WHAT THE EXERCISE ASKS
Search the material for the string "green", then return every line where it is found.
━━━━━━━━━━━━━━━━━━━━
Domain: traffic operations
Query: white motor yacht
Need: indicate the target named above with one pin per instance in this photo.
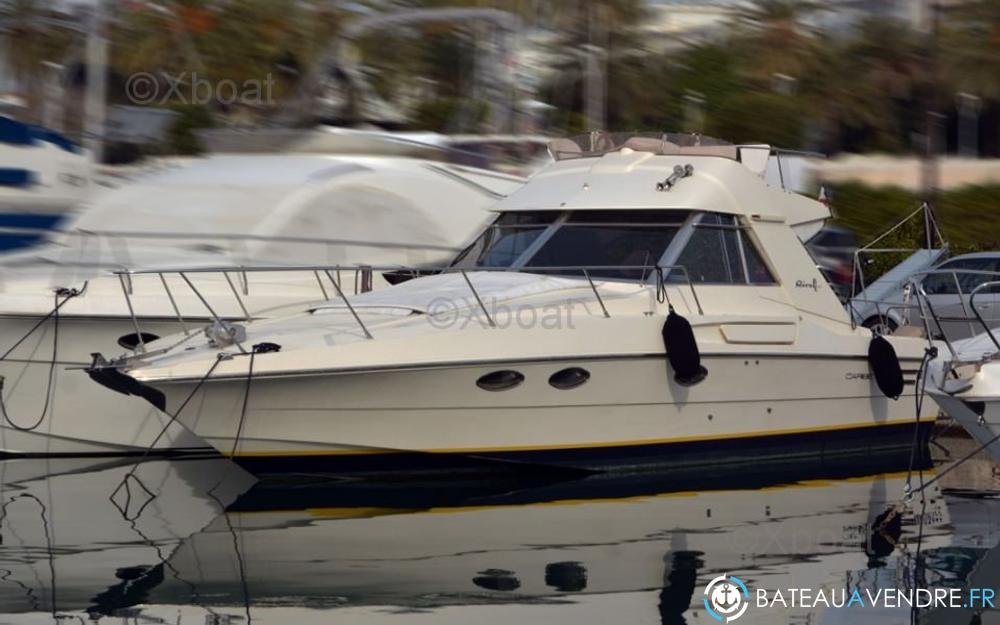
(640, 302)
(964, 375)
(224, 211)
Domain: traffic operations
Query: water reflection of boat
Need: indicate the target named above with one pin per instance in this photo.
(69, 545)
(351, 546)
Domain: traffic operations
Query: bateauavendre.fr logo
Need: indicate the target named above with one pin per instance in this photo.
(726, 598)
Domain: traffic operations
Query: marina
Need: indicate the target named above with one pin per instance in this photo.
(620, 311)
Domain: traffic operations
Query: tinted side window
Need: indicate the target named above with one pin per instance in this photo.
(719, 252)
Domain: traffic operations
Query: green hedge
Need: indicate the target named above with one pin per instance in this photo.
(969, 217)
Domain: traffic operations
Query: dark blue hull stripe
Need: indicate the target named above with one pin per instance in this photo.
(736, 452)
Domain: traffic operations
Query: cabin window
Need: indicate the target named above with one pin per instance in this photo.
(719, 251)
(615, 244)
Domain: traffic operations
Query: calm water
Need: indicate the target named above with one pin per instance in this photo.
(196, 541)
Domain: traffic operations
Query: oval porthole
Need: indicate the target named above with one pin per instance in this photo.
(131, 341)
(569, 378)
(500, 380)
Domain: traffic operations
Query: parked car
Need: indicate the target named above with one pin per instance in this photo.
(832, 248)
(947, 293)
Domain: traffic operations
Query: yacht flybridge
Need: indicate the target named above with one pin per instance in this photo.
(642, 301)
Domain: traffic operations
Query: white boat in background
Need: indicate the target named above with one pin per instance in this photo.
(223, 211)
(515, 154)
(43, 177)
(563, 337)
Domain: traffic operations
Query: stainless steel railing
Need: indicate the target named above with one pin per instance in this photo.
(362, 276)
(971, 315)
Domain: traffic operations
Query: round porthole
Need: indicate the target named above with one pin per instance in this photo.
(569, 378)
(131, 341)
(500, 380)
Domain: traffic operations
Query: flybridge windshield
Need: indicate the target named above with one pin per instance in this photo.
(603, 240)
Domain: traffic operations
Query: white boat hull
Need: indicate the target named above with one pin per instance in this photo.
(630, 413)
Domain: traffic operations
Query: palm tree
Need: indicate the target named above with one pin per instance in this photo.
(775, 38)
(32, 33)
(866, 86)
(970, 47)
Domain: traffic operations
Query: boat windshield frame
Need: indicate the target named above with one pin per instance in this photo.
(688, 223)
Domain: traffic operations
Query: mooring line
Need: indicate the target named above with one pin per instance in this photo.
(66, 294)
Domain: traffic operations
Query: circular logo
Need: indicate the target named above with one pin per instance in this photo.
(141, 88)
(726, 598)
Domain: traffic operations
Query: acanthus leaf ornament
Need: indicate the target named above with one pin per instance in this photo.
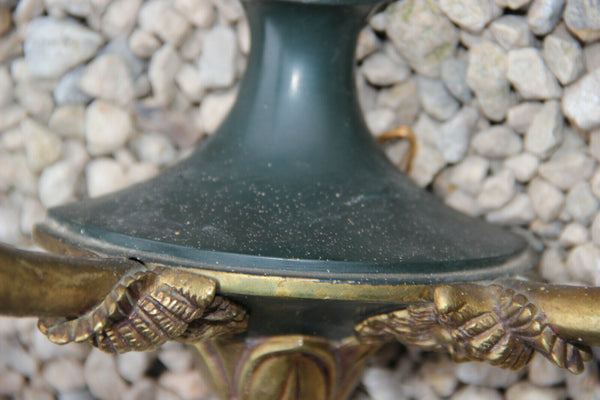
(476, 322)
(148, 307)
━━━━━━━━━━━━━━━━━━━━
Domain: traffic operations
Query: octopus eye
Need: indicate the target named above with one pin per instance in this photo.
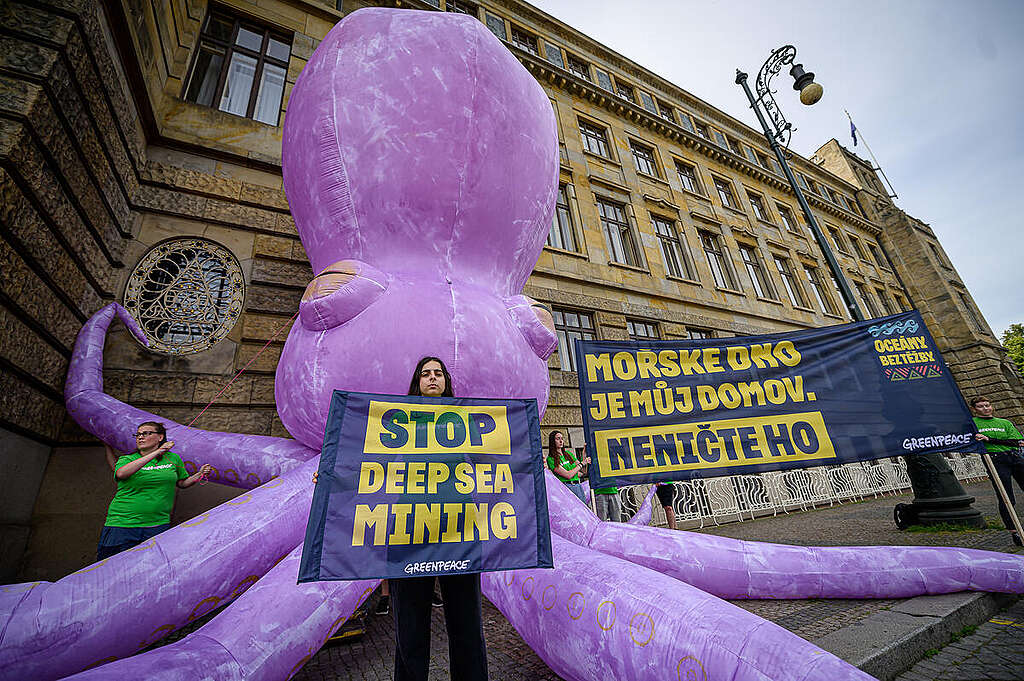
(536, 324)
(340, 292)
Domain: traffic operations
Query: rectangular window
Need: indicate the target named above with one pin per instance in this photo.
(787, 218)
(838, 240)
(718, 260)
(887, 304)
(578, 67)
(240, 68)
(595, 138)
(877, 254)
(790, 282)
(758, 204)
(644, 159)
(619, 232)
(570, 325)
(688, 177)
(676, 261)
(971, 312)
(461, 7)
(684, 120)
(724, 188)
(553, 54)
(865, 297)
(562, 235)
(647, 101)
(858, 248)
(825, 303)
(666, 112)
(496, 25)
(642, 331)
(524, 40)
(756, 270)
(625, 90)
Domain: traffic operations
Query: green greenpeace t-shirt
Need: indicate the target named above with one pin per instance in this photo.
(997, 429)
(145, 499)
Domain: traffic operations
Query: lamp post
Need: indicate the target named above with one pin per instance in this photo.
━━━━━━━━━━━━━━━━━━━━
PROBLEM SOLUTION
Query: green hedge
Query: green greenpeace t-shirt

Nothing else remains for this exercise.